Attorneys for active-duty service members went to court to block the policy shift, which could subject current transgender service members to discharge and deny them certain medical care.
A Rand Corp. study completed for the Pentagon in 2016 found that 2,500 to 7,000 transgender men and women were serving among the 1.3 million troops on active duty, although Mattis questioned the study's accuracy.
While several lower courts have blocked the policy, the changes made by Mattis were persuasive to a panel of the U.S. Court of Appeals for the District of Columbia Circuit, which became the first appeals court to review the policy.
"The government took substantial steps to cure the procedural deficiencies" previously identified by a lower court, the panel said in a short order. "Although the Mattis Plan continues to bar many transgender persons from joining or serving in the military, the record indicates that the plan allows some transgender persons" previously barred to join and serve.
The policy is not a "blanket ban," the court concluded, because "not all transgender persons seek to transition to their preferred gender or have gender dysphoria."
The controversy over allowing transgender service members to serve openly has a long history.
The Obama administration opened the military to transgender service members in June 2016, focusing first on allowing those already in the service to remain and then on providing them medical care. In announcing the policy change, then-Defense Secretary Ashton B. Carter said the administration did not want "barriers unrelated to a person's qualification to serve" preventing the military from recruiting or retaining the best people available.
The policy approved said that "not later than July 1, 2017," the Pentagon would update its medical standards to include people who have a history of gender dysphoria, the medical term for wanting to transition. It added that the Pentagon would begin taking transgender recruits in July 2017 for the first time as long as their doctors certified that they had been mentally and emotionally stable over the previous 18 months.

**Problem details:**
Repeat the passage on the military's transgender service policy word for word, from start to finish.

**Material shown:**
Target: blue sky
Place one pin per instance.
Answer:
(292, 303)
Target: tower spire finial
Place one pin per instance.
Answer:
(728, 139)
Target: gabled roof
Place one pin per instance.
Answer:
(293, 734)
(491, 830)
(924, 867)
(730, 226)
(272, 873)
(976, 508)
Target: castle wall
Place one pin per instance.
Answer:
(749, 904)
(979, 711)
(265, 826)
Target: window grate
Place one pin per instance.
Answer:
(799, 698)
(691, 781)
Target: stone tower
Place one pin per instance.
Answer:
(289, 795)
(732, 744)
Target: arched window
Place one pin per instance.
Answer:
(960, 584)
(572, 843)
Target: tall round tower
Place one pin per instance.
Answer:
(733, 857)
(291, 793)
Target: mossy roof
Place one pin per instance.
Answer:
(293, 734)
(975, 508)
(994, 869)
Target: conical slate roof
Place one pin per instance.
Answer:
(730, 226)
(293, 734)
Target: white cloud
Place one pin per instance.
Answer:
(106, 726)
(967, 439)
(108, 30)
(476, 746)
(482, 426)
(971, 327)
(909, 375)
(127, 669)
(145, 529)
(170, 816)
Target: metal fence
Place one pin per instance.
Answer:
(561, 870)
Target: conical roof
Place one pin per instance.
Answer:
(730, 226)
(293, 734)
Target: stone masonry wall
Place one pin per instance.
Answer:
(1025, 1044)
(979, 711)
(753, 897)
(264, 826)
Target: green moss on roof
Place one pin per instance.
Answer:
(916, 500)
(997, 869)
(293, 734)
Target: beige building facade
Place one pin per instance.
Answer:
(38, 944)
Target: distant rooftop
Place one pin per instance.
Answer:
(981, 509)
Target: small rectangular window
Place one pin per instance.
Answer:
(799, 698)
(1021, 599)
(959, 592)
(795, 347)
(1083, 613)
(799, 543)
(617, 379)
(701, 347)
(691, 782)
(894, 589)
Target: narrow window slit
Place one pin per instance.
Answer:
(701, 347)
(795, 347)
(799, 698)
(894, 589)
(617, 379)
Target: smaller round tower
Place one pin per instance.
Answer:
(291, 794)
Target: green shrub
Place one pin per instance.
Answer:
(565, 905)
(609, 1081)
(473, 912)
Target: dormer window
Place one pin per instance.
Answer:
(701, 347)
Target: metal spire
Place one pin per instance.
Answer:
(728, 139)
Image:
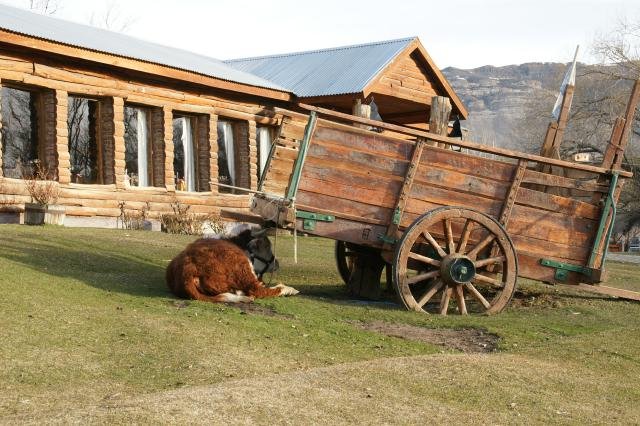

**Reply to the exercise:**
Attorneys for active-duty service members went to court to block the policy shift, which could subject current transgender service members to discharge and deny them certain medical care.
A Rand Corp. study completed for the Pentagon in 2016 found that 2,500 to 7,000 transgender men and women were serving among the 1.3 million troops on active duty, although Mattis questioned the study's accuracy.
While several lower courts have blocked the policy, the changes made by Mattis were persuasive to a panel of the U.S. Court of Appeals for the District of Columbia Circuit, which became the first appeals court to review the policy.
"The government took substantial steps to cure the procedural deficiencies" previously identified by a lower court, the panel said in a short order. "Although the Mattis Plan continues to bar many transgender persons from joining or serving in the military, the record indicates that the plan allows some transgender persons" previously barred to join and serve.
The policy is not a "blanket ban," the court concluded, because "not all transgender persons seek to transition to their preferred gender or have gender dysphoria."
The controversy over allowing transgender service members to serve openly has a long history.
The Obama administration opened the military to transgender service members in June 2016, focusing first on allowing those already in the service to remain and then on providing them medical care. In announcing the policy change, then-Defense Secretary Ashton B. Carter said the administration did not want "barriers unrelated to a person's qualification to serve" preventing the military from recruiting or retaining the best people available.
The policy approved said that "not later than July 1, 2017," the Pentagon would update its medical standards to include people who have a history of gender dysphoria, the medical term for wanting to transition. It added that the Pentagon would begin taking transgender recruits in July 2017 for the first time as long as their doctors certified that they had been mentally and emotionally stable over the previous 18 months.